■ **The task**:
Filter the records below down to the lines containing the word "starry", copying each such line in full and treating uppercase and lowercase letters as different.

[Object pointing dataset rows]
::::
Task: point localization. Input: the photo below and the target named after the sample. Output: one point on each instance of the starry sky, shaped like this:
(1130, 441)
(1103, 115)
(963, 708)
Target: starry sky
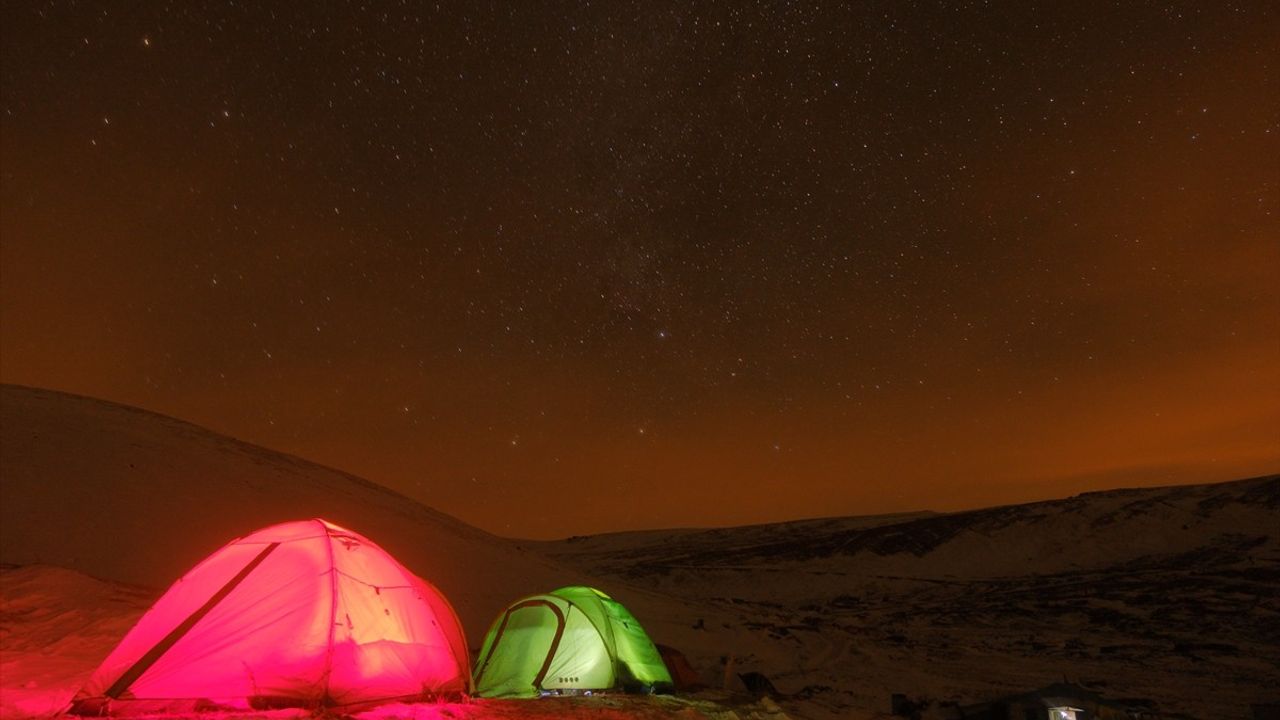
(560, 268)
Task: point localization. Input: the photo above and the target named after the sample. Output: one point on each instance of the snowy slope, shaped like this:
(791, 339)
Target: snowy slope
(1161, 593)
(126, 495)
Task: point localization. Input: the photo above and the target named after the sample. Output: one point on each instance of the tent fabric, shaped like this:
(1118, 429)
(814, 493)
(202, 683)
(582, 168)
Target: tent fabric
(304, 614)
(575, 638)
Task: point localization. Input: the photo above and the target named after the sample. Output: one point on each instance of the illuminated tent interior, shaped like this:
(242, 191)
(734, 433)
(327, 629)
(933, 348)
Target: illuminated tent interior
(298, 614)
(571, 639)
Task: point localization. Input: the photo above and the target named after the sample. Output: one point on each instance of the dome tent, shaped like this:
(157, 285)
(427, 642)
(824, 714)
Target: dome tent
(298, 614)
(575, 638)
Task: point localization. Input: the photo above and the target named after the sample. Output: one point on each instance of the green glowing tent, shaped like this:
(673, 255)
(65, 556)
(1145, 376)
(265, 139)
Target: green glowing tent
(567, 641)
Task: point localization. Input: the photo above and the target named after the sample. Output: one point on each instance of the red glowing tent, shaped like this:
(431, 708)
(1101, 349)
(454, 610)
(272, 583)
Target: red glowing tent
(298, 614)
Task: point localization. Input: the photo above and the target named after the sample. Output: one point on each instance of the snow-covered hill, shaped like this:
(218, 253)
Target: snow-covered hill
(131, 496)
(1164, 593)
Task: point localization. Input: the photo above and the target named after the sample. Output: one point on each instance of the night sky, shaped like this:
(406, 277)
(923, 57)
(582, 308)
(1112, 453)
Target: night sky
(568, 268)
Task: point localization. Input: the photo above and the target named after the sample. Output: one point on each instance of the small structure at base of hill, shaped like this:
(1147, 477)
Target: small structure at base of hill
(574, 639)
(296, 615)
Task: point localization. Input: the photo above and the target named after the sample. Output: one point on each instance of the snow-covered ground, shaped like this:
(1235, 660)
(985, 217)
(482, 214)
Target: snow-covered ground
(1164, 593)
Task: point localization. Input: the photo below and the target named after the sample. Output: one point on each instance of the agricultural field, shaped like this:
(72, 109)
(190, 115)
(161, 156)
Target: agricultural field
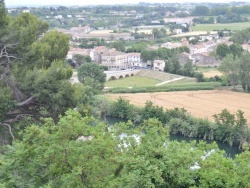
(209, 71)
(133, 81)
(101, 31)
(220, 26)
(193, 33)
(202, 104)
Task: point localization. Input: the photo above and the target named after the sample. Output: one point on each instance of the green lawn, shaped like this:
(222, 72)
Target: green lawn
(133, 81)
(206, 69)
(220, 26)
(182, 81)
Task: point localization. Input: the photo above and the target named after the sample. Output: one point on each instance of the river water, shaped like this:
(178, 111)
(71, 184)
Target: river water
(229, 151)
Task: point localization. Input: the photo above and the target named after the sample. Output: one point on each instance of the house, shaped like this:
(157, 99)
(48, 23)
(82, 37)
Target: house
(184, 42)
(80, 30)
(204, 59)
(246, 47)
(114, 60)
(171, 45)
(184, 57)
(159, 65)
(97, 52)
(177, 31)
(198, 48)
(73, 51)
(26, 11)
(134, 59)
(58, 17)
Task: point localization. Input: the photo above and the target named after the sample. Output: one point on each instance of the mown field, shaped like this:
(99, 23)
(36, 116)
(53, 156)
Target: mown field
(202, 104)
(133, 81)
(220, 26)
(194, 33)
(209, 71)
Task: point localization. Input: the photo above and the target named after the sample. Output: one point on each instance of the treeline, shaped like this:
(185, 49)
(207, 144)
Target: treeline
(203, 10)
(82, 152)
(229, 128)
(223, 14)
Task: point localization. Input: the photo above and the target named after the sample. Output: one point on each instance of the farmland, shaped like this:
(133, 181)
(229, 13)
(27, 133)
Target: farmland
(220, 26)
(193, 33)
(209, 71)
(134, 81)
(202, 104)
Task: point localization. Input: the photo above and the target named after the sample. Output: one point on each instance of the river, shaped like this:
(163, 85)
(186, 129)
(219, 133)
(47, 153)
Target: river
(229, 151)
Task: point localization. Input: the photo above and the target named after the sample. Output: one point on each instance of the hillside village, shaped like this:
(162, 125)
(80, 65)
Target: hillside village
(117, 60)
(150, 23)
(124, 95)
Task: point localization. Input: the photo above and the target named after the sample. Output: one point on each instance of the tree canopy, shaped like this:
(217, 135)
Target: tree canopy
(33, 76)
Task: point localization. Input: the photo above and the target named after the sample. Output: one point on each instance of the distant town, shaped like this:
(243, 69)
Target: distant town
(109, 34)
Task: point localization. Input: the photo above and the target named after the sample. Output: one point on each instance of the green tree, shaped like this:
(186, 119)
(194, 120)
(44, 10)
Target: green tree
(71, 153)
(201, 10)
(245, 71)
(222, 50)
(230, 68)
(38, 86)
(236, 50)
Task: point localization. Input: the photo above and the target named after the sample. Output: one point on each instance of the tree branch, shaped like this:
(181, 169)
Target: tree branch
(9, 127)
(17, 118)
(27, 101)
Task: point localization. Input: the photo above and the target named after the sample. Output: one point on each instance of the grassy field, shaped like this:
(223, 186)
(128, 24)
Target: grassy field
(182, 81)
(219, 26)
(202, 104)
(133, 81)
(193, 33)
(209, 71)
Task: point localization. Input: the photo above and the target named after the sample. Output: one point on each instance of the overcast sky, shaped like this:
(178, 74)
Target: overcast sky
(96, 2)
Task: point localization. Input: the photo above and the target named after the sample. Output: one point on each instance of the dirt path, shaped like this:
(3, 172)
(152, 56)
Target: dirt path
(199, 103)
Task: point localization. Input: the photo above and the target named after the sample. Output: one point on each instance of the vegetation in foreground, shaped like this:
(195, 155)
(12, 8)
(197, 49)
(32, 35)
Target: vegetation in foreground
(45, 145)
(230, 128)
(82, 152)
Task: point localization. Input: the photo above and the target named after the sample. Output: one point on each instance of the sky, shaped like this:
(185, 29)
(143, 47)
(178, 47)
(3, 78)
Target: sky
(97, 2)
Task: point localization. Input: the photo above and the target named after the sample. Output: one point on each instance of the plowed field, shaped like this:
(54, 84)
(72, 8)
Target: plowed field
(199, 103)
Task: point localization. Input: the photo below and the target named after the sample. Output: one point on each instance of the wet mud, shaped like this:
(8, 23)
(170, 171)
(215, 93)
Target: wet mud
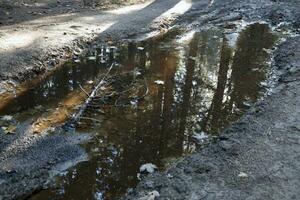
(163, 100)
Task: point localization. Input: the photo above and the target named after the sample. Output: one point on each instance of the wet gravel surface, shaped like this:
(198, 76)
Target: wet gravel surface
(256, 158)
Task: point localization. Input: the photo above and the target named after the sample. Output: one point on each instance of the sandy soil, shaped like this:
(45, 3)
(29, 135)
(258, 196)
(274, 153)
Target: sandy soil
(33, 43)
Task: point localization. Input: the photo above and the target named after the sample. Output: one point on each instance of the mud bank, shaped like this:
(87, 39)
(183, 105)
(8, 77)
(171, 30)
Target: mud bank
(258, 157)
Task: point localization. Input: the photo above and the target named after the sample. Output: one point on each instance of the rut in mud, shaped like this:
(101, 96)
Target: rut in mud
(163, 98)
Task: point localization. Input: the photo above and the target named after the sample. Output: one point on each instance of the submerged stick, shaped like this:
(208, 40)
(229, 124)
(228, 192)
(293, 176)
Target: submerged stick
(76, 117)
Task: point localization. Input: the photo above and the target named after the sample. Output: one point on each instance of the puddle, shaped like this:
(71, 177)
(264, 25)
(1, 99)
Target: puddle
(158, 103)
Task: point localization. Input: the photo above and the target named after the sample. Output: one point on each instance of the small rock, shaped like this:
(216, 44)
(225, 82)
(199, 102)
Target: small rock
(159, 82)
(243, 175)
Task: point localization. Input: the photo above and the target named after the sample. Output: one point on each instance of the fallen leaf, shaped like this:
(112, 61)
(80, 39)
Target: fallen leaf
(148, 167)
(243, 175)
(10, 129)
(159, 82)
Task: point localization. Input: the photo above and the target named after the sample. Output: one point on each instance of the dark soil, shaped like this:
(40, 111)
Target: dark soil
(257, 157)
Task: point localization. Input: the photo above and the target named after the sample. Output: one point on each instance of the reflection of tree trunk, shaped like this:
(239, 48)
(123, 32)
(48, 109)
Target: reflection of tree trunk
(222, 79)
(169, 65)
(190, 67)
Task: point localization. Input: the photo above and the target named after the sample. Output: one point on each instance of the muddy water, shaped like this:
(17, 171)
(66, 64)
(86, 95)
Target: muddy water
(159, 96)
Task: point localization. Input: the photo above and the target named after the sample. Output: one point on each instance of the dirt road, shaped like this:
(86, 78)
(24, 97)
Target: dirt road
(256, 158)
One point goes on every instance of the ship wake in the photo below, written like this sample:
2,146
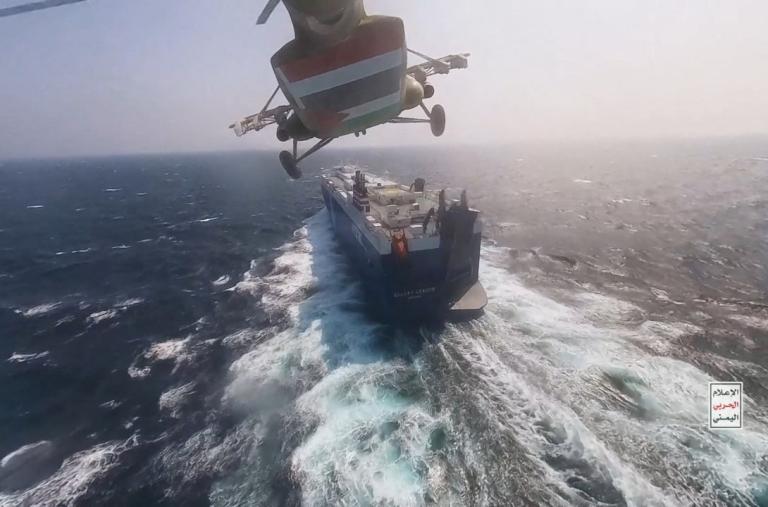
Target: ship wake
547,398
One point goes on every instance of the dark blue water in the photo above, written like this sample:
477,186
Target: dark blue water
184,330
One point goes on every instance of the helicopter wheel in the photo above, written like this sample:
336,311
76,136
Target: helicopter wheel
288,162
437,120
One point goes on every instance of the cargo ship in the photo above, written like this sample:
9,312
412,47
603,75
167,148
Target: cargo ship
418,253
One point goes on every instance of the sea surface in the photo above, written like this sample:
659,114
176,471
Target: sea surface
184,330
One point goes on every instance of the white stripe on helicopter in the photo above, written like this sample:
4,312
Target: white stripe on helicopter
372,106
347,74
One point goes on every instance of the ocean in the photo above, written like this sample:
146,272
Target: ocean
184,330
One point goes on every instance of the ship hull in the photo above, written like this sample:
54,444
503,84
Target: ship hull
414,288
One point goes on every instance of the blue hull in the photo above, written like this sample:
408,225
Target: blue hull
416,288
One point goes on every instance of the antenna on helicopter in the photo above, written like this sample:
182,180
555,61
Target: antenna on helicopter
267,12
34,6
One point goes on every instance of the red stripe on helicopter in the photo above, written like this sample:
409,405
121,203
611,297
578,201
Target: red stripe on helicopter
369,40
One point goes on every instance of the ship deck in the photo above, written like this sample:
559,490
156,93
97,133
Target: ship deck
390,206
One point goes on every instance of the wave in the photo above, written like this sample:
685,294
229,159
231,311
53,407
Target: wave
559,398
77,474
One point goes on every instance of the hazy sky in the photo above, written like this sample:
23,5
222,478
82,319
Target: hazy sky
126,76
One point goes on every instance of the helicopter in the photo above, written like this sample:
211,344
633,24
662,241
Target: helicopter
344,72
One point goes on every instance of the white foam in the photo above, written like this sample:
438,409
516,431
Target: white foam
102,316
560,374
27,358
74,478
173,400
580,366
39,310
222,280
127,303
175,350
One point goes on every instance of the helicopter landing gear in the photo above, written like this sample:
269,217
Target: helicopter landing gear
436,119
290,161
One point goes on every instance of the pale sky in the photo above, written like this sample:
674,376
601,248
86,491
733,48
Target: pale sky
138,76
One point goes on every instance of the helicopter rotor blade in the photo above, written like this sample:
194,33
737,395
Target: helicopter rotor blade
34,6
267,12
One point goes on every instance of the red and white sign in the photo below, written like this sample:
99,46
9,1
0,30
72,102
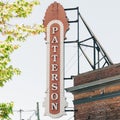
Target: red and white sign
55,101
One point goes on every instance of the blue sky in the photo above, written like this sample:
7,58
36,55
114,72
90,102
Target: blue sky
25,90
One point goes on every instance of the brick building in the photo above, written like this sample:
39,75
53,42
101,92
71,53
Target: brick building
97,94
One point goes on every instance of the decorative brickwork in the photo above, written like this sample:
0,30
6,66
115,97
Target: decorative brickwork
97,94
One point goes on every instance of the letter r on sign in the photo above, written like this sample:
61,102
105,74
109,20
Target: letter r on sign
54,29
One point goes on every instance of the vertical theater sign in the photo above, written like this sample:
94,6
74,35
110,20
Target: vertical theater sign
56,24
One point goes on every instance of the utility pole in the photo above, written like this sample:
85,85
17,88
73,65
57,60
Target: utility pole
38,115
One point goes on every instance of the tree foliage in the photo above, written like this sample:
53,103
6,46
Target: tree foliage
9,34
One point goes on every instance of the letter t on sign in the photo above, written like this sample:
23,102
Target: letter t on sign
56,24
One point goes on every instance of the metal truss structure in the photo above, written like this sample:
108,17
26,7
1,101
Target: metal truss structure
99,57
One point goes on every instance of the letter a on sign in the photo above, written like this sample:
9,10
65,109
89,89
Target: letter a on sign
56,24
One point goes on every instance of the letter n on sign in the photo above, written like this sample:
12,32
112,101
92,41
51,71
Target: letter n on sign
56,25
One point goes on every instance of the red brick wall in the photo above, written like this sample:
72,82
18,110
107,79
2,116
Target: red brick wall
108,109
105,109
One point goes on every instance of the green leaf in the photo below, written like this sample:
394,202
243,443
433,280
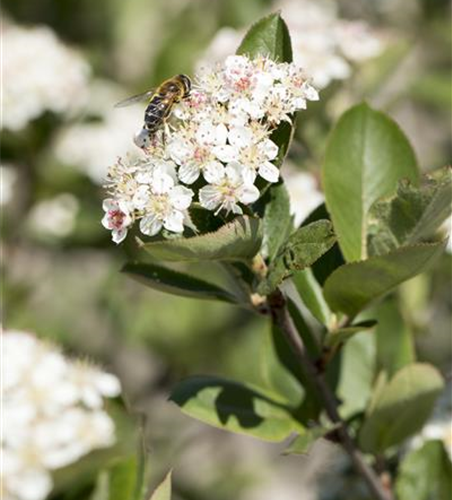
::::
■ **The answer**:
Task: point localization. Input: the photo below and the target named after the sample. Output: one point on each instance of the starry sky, shaped like this:
Target: starry sky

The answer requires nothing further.